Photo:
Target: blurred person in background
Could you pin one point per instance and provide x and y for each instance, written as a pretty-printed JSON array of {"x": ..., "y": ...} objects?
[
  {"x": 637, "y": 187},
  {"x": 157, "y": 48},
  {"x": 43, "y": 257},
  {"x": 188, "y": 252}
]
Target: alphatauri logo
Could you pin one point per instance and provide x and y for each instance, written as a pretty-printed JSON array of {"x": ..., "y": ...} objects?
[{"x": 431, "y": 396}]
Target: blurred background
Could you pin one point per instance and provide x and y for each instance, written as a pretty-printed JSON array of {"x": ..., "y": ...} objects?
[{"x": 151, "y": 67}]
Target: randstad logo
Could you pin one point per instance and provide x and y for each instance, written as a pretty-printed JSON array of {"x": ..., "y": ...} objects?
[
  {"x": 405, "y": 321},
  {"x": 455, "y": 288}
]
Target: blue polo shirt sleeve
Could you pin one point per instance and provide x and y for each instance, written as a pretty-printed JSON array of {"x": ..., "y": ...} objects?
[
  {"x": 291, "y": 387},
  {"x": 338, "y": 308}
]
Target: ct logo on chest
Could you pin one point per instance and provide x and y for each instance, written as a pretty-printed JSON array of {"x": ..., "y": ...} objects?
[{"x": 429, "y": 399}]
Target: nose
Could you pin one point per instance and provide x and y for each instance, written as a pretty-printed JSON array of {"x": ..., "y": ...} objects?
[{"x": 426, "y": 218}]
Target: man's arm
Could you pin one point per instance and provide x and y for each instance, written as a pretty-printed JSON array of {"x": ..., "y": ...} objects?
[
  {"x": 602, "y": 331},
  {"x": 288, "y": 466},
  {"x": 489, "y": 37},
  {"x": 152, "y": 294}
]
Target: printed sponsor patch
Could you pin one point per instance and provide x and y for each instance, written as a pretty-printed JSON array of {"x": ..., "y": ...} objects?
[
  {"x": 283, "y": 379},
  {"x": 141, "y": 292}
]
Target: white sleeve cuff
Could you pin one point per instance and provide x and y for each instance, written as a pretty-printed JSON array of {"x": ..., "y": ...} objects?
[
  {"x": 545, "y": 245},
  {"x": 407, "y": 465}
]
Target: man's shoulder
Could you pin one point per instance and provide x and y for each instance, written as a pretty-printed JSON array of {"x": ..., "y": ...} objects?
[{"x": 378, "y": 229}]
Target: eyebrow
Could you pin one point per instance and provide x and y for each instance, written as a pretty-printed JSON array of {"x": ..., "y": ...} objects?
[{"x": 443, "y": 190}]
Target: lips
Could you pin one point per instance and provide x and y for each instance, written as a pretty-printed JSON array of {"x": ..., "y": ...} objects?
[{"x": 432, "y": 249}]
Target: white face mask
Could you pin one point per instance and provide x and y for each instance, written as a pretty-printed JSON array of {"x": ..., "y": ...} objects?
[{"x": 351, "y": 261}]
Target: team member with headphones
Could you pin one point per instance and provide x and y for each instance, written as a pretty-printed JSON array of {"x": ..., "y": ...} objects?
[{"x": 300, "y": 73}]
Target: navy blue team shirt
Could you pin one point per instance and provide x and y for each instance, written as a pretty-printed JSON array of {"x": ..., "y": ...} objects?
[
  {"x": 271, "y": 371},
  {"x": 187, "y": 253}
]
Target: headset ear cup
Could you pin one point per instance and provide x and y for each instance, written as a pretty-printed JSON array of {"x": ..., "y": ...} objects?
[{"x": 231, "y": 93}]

..............................

> **WHAT TO DO**: Word for word, copy out the entries.

> **ANSWER AREA**:
Photo:
Target: blurred person in background
Could you pin one point per instance and provide x and y for each instance, written as a pretty-printed JSON array of {"x": ..., "y": ...} objects?
[
  {"x": 637, "y": 187},
  {"x": 157, "y": 48},
  {"x": 43, "y": 257},
  {"x": 188, "y": 252}
]
Target: alphatauri logo
Could you pin one point per instance and provide x and y for each instance, written as a pretty-printed JSON array of {"x": ..., "y": ...} objects?
[{"x": 431, "y": 396}]
Target: blurred background
Could you pin one point per instance and provide x and y for each instance, written as a pretty-printed JSON array of {"x": ..., "y": ...} objects?
[{"x": 151, "y": 67}]
Target: randstad logo
Could you pin one point per instance and provide x and y for each instance, written as a pretty-printed JSON array of {"x": ..., "y": ...} objects?
[
  {"x": 405, "y": 321},
  {"x": 455, "y": 288}
]
Target: blue polo shirt sleeve
Could you pin one point per instance and provide x and y for each instance, written as a pretty-printed JSON array of {"x": ..., "y": ...} objects?
[
  {"x": 291, "y": 387},
  {"x": 338, "y": 308}
]
Target: ct logo on chest
Could you pin one point per instance and provide x and y for each instance, written as a pretty-printed JSON array of {"x": ..., "y": ...} objects?
[{"x": 429, "y": 399}]
Target: nose
Could you pin one point per instance and provide x and y for each instance, written as a pretty-printed JSON array of {"x": ..., "y": ...} objects?
[{"x": 426, "y": 218}]
Target: man's arm
Could you pin one point per instance and provide x and y for each instance, written as a pretty-printed JSON array of {"x": ..., "y": ...} objects?
[
  {"x": 602, "y": 331},
  {"x": 288, "y": 466},
  {"x": 489, "y": 37},
  {"x": 152, "y": 294}
]
Target: printed sponsor patch
Could you pin one point per instance and provide x and y for each instance, written as a pretty-printed JSON array of {"x": ..., "y": ...} objects?
[
  {"x": 283, "y": 379},
  {"x": 141, "y": 292}
]
Target: white sleeve cuff
Could you pin one point per instance and provide x and y for each instance, written as a pretty-printed JSON array of {"x": ..., "y": ...} objects?
[
  {"x": 545, "y": 245},
  {"x": 407, "y": 465}
]
Target: man's shoulder
Could you pin one point per instance and provide x and y for each instance, written as a pretty-printed JSON array of {"x": ..., "y": ...} objects?
[{"x": 378, "y": 229}]
Target: eyebrow
Could you pin one point per instance and provide x and y for each instance, written as a pretty-printed JSON array of {"x": ..., "y": ...} objects?
[{"x": 443, "y": 190}]
Target: lips
Could you pin one point per instance and provide x and y for each instance, written as a pretty-printed JSON array of {"x": ..., "y": ...} objects?
[{"x": 432, "y": 249}]
Target: white face mask
Could you pin one point per instance and provide x and y for each instance, written as a pretty-printed JSON array of {"x": ..., "y": ...} objects?
[{"x": 351, "y": 261}]
Target: team member with headphones
Could you pin one point per instance and provide x and y for each instance, written as a pretty-printed JSON array of {"x": ..., "y": ...} objects?
[{"x": 300, "y": 73}]
Target: navy blue team shirt
Could you pin one point per instance and provide x and y for each instance, written as a pretty-printed JSON array of {"x": ..., "y": ...} objects?
[
  {"x": 271, "y": 371},
  {"x": 187, "y": 253}
]
Target: headset ear cup
Could you pin one point per instance and provide x and y for each instance, written as a pretty-printed JSON array of {"x": ..., "y": ...} objects?
[{"x": 231, "y": 93}]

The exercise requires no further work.